* WORK TO COMPLETE
(1) Rewrite the stretch of the school vaccination article from "A month before" through "or be tested.", putting "school staff" in place of "educators".
(2) How would you say this sentence from the school vaccination article in Spanish: "Cuomo repeated his position that all teachers should be vaccinated."

* DOCUMENT SECTION

--- START ---

A month before school starts, educators are still waiting for official health guidance from New York State, and pushing back on Gov. Andrew M. Cuomo’s prediction there could be chaos if there’s not a policy on staff vaccinations.
Cuomo said Monday that school districts, particularly those in higher-risk areas, should have policies in which teachers should either have the vaccine or be tested.
“School opens in one month,” Cuomo said. “If you don’t set policy today, you’re going to have chaos when school opens. Because it will be impossible for a teacher to get the two shots done.”
Not so, said Hamburg Superintendent Michael Cornell, who also is the president of the Erie Niagara School Superintendents Association.
“There’s absolutely no reason to believe we’d have chaos now when we haven’t for 18 months,” he said. “There’s no reason to believe we’d have anything other than an orderly return to school in September.”
And, he noted, neither federal or state officials are talking about hybrid learning, but for children to be back in school five days a week, which is what schools are planning.
Cuomo repeated his position that all teachers should be vaccinated.
“A teacher is in front of a classroom, how many kids does a teacher interact with during the course of a day? Thirty, 40, 100, 150? That child can get the virus and go home? Why shouldn’t the teacher be vaccinated?” Cuomo said.
But New York State United Teachers don’t see it that way. The statewide teachers’ union issued a statement Monday opposing mandated vaccinations of K-12 school staff.
“We have advocated since the beginning of the year that any educator who wants a vaccine should have easy access to one,” the NYSUT statement said. “What we have not supported is a vaccine mandate.”
The union said it would support local efforts to encourage more vaccinations, such as programs that require that those who are not vaccinated get tested on a regular basis. But it said it was “critical” that districts come up with plans to make testing available for free at schools.
Schools could use some clarity on mitigation measures that take infection, hospital, and vaccination rates into account, Cornell said. That would include guidance on masks, testing, and quarantines.
“It strikes me as those are the health related operational details about which we need some guidance or parameters from the state,” Cornell said.
The New York State School Boards Association said it surveyed members in March on major issues. A question on whether to support mandatory vaccines did not receive enough support to bring it to the full membership for consideration of an official position.
But testing is another issue.
“I think that school districts would have the authority to require testing,” said David Albert, a spokesman for the school boards association. “I think districts are going to have to work within the guidance that is put out by the state, and I think that’s what everyone is waiting for.”

--- END ---

* Recorded data

--- START ---

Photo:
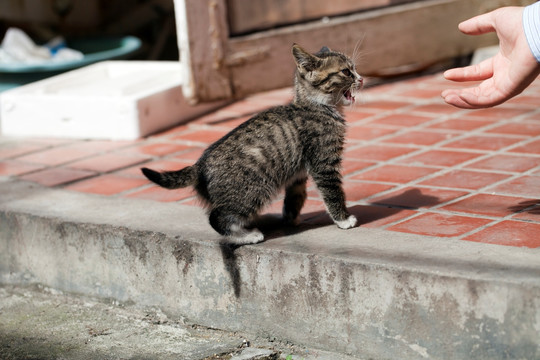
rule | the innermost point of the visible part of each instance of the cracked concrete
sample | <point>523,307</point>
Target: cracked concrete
<point>365,293</point>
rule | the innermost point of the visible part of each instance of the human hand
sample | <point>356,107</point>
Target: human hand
<point>504,75</point>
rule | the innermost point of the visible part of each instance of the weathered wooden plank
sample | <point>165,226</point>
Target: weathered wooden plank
<point>246,16</point>
<point>412,35</point>
<point>202,38</point>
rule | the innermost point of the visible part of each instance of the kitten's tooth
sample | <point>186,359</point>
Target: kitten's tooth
<point>350,222</point>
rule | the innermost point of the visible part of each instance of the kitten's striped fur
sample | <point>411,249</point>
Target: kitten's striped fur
<point>278,148</point>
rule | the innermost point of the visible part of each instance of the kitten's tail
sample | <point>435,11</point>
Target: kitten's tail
<point>172,179</point>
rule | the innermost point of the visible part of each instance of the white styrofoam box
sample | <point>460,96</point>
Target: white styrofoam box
<point>117,100</point>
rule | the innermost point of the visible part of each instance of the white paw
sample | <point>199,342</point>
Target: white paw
<point>350,222</point>
<point>247,237</point>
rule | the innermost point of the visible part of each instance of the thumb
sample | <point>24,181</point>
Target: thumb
<point>478,25</point>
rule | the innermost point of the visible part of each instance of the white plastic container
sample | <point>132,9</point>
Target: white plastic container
<point>117,100</point>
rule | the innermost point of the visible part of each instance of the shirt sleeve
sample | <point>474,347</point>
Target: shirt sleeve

--- END ---

* SOLUTIONS TO THE PROBLEMS
(1)
A month before school starts, school staff are still waiting for official health guidance from New York State, and pushing back on Gov. Andrew M. Cuomo’s prediction there could be chaos if there’s not a policy on staff vaccinations.
Cuomo said Monday that school districts, particularly those in higher-risk areas, should have policies in which teachers should either have the vaccine or be tested.

(2) Cuomo reiteró su postura de que todos los maestros deberían estar vacunados.